** Try it **
Once you find the line with "Target: white car" in the entries below, return exactly every line from it through the line with "Every instance of the license plate gets".

** Dataset records **

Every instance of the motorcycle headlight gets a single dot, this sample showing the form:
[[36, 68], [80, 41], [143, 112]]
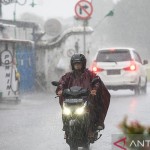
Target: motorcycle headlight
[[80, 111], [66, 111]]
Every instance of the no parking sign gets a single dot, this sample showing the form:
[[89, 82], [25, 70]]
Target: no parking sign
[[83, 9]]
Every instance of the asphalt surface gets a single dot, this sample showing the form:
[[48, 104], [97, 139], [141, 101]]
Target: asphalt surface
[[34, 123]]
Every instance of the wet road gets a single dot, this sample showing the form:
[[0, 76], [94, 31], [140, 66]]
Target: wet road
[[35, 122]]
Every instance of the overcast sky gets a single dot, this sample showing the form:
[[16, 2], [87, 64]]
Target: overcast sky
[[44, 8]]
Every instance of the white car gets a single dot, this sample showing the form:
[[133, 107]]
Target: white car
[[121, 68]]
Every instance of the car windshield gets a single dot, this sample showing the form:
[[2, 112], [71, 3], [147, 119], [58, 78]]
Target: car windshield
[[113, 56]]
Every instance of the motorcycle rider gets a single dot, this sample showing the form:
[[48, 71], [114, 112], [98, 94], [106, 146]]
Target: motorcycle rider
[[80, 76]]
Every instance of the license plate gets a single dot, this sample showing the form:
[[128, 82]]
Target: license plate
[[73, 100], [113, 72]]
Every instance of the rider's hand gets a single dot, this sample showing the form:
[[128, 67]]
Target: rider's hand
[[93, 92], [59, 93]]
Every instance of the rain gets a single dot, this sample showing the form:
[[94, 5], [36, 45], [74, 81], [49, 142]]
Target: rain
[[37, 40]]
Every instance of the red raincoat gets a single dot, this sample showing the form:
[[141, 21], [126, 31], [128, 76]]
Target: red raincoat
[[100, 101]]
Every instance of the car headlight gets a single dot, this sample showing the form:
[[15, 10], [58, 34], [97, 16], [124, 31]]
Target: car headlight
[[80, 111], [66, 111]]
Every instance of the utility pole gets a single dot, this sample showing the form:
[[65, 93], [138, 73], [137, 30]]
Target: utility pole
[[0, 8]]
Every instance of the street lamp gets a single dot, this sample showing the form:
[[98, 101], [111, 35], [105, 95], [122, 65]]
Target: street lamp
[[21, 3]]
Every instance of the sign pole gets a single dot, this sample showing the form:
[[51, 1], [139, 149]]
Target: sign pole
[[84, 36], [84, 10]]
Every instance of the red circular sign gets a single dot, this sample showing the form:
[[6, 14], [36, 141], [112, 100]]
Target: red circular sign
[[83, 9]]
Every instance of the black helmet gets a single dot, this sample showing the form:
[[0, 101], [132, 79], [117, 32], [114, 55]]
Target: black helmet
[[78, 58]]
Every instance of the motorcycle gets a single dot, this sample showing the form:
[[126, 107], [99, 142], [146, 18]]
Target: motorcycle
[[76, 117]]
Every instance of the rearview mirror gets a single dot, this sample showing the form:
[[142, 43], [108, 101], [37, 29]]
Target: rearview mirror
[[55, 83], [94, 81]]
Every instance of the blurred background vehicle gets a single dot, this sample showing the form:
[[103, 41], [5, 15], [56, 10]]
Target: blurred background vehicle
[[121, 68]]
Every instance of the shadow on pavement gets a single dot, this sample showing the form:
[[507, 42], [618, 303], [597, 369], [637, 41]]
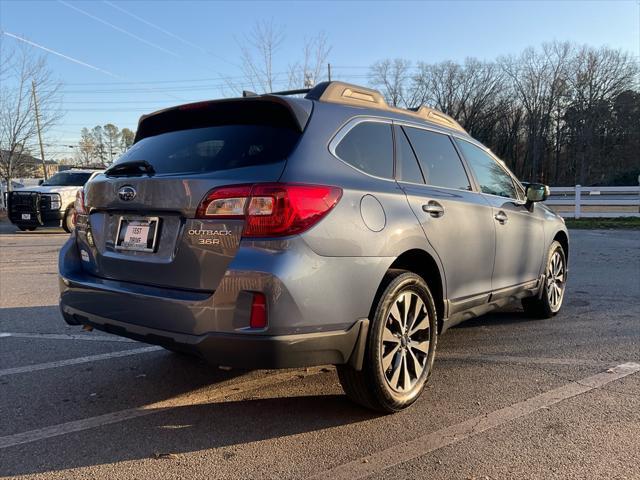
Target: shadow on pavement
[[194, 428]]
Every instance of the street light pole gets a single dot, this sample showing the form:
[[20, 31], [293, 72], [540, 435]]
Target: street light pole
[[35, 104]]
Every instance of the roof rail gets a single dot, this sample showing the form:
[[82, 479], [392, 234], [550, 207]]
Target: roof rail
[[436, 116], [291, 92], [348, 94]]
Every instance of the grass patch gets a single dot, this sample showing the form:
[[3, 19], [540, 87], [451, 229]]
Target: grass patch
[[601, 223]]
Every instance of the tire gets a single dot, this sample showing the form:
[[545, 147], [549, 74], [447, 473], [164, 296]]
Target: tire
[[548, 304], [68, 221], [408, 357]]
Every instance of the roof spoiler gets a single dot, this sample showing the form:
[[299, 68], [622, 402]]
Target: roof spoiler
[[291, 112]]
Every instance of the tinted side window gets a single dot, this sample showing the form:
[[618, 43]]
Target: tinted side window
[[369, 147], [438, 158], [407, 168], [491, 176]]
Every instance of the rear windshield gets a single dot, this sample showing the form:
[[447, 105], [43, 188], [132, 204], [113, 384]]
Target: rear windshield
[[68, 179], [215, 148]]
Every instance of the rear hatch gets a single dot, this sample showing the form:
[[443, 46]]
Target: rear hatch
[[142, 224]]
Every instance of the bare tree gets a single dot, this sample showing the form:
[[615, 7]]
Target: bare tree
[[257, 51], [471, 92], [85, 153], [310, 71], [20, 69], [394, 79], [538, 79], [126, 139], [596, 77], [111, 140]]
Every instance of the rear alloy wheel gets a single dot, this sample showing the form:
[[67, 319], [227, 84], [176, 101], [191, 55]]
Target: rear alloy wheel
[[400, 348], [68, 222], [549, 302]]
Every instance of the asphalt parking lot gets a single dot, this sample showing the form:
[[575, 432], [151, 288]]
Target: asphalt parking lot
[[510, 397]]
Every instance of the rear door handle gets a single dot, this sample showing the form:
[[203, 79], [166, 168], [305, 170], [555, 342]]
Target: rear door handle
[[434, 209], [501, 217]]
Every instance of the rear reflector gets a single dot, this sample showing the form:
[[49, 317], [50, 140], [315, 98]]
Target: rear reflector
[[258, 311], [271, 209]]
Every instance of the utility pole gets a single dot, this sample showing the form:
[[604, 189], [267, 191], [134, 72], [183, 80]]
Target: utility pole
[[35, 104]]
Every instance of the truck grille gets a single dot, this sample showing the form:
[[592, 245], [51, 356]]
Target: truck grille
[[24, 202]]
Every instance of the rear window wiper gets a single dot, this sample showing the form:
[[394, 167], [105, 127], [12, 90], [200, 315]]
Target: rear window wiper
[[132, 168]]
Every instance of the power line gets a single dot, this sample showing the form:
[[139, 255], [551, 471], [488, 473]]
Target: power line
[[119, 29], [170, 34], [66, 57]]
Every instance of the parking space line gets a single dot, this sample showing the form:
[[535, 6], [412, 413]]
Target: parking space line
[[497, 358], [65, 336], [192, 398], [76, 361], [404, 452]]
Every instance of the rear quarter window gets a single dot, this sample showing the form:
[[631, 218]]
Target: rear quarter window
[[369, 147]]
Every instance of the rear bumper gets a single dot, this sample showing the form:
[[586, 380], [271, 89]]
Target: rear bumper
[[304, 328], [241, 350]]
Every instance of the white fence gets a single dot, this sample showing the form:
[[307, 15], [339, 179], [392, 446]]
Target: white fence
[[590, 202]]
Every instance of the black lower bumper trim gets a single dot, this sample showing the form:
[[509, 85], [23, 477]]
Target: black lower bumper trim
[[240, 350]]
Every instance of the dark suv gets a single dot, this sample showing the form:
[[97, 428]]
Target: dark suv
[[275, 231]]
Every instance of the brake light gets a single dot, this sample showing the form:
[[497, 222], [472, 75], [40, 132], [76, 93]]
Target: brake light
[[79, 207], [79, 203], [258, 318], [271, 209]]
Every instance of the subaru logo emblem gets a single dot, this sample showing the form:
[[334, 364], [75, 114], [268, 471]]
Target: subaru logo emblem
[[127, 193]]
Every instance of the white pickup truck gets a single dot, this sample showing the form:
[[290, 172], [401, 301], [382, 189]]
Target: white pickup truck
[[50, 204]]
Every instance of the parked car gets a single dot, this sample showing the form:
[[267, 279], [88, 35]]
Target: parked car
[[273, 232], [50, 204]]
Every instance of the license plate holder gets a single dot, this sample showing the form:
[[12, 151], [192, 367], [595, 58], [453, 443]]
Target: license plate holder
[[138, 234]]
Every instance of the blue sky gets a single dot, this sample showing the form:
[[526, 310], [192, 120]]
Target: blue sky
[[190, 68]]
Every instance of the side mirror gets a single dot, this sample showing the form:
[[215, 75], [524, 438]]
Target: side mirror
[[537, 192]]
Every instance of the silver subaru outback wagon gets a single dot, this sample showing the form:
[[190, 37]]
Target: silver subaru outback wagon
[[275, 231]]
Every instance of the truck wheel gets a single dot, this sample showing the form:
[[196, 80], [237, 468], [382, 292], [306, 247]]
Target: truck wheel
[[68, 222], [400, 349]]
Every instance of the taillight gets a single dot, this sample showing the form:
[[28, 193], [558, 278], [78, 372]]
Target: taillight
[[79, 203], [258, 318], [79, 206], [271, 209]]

** Answer to the problem **
Target: white car
[[121, 68]]
Every instance of the car windshield gets a single dot, this sample showing the form:
[[2, 112], [71, 3], [147, 119], [58, 78]]
Target: car windshield
[[113, 56]]
Every instance of the motorcycle rider gets a single dot, this sample showing the form:
[[48, 71], [114, 112], [98, 94], [106, 146]]
Target: motorcycle rider
[[80, 76]]
Every instance of the license plate gets a single dot, this sample showing the form:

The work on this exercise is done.